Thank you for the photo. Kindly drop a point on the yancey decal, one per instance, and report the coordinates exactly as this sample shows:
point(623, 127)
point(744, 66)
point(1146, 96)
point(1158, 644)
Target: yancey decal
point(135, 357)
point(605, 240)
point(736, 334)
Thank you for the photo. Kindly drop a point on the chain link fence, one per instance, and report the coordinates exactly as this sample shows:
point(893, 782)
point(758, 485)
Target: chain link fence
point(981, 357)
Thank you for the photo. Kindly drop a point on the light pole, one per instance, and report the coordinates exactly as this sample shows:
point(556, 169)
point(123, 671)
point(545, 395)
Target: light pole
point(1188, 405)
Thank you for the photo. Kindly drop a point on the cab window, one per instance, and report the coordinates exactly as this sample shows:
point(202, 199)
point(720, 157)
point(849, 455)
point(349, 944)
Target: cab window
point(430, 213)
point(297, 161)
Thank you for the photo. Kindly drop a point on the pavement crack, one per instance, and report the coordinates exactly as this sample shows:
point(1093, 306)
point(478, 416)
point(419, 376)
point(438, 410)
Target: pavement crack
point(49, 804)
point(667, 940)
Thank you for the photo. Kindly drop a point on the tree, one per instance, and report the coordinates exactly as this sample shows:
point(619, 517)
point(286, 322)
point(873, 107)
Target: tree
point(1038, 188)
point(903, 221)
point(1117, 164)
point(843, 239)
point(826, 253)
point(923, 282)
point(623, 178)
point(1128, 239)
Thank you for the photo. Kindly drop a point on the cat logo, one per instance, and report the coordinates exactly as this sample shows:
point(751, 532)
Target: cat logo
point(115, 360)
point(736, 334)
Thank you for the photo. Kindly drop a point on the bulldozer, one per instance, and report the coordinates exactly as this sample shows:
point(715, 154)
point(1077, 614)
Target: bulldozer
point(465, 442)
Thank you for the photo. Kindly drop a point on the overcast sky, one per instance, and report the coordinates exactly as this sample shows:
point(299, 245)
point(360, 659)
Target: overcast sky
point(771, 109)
====
__DIRECTIONS__. Reproduce all of the entries above word for word, with nothing changed.

__CORRECT RESULT__.
Thank you for the photo. Kindly drop a point on the yancey decal, one per instance, and report the coordinates exactly as this sample shows:
point(623, 127)
point(744, 66)
point(1146, 96)
point(1158, 644)
Target: yancey decal
point(135, 357)
point(605, 240)
point(736, 334)
Thank you for the photo. Kindly drop a point on the chain link fence, one per instance, and report the coordinates exactly as this sample shows:
point(893, 782)
point(758, 485)
Target: chain link fence
point(981, 357)
Thank you for the photo. Kindly drop a point on the light pole, one per instance, and report the coordinates exactly as this sample shows:
point(556, 169)
point(123, 671)
point(545, 395)
Target: light pole
point(1188, 405)
Thank you for the photo. Kindly drop a point on the cab window, one per instance, and report the coordinates exactly as this sample shows:
point(202, 199)
point(720, 157)
point(849, 455)
point(349, 944)
Target: cab window
point(430, 213)
point(297, 161)
Thank you for the photo. Kindly drop a point on the pavement crack, one per instance, and report the coordinates exactly as this sample shows:
point(1093, 306)
point(478, 416)
point(419, 376)
point(438, 410)
Target: pavement crack
point(49, 804)
point(667, 940)
Thank you for the photo. Kindly drop a point on the tree, one per instance, and report the coordinates exactly as this sample shows:
point(619, 517)
point(286, 322)
point(873, 107)
Target: tree
point(1038, 188)
point(903, 221)
point(1117, 164)
point(843, 239)
point(826, 253)
point(923, 282)
point(623, 178)
point(1128, 239)
Thank you for the photo. Kindly drop a point on the cat logo, one per instance, and report the coordinates exactly as this sample shows:
point(751, 532)
Target: cat logo
point(115, 360)
point(736, 334)
Thank you for the photo. Kindly drop a point on the bulldozer, one per instance, and report the coordinates exactly as this sample shows:
point(715, 154)
point(1077, 614)
Target: bulldozer
point(465, 442)
Thank you for the photo. Kindly drop a point on the overcast sky, one per instance, and report the coordinates exactly as this sample shows:
point(299, 245)
point(360, 659)
Target: overcast sky
point(771, 109)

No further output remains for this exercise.